REQUIREMENT: Please pick out every line below that contains the word "Dataset" and copy each one in full. Case counts, so match capital and lowercase letters exactly.

Data taken from a collection
<<<<

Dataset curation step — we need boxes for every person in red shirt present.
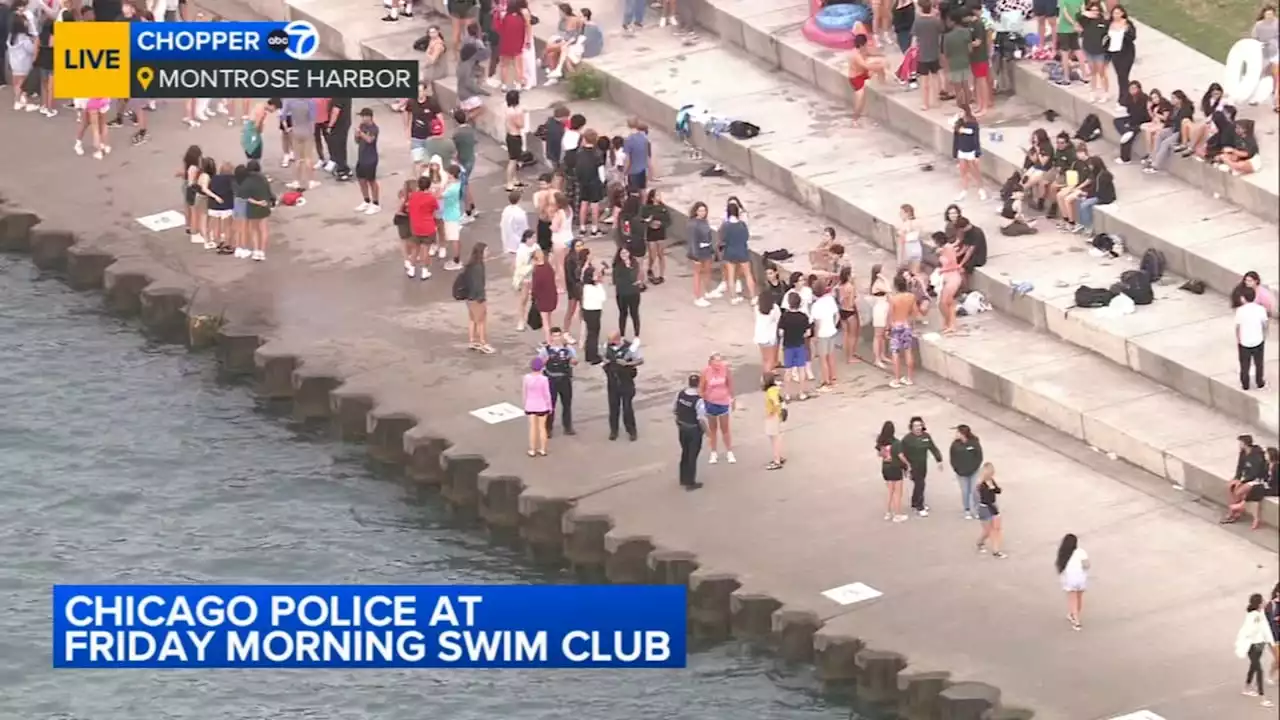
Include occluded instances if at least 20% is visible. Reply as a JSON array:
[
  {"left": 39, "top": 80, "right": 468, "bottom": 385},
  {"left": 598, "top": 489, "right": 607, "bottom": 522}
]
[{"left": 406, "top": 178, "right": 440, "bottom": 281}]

>>>>
<<<<

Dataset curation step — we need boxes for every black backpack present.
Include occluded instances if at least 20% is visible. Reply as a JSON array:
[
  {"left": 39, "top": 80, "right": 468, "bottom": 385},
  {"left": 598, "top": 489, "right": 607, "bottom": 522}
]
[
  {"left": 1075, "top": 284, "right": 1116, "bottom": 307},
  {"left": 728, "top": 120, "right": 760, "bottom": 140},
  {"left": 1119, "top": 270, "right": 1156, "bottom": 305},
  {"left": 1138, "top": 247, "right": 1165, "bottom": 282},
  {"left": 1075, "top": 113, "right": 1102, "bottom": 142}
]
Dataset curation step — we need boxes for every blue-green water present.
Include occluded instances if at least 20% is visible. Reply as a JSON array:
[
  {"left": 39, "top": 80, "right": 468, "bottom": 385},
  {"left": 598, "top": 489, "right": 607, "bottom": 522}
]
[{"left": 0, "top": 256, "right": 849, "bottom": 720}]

>>>>

COMPLETED TASK:
Dataset curation step — we need boxes for every person in red shirt present.
Dataset curation step — we need boxes for every black backpack present.
Dataset curation step — we need boxes for every blue-green water present.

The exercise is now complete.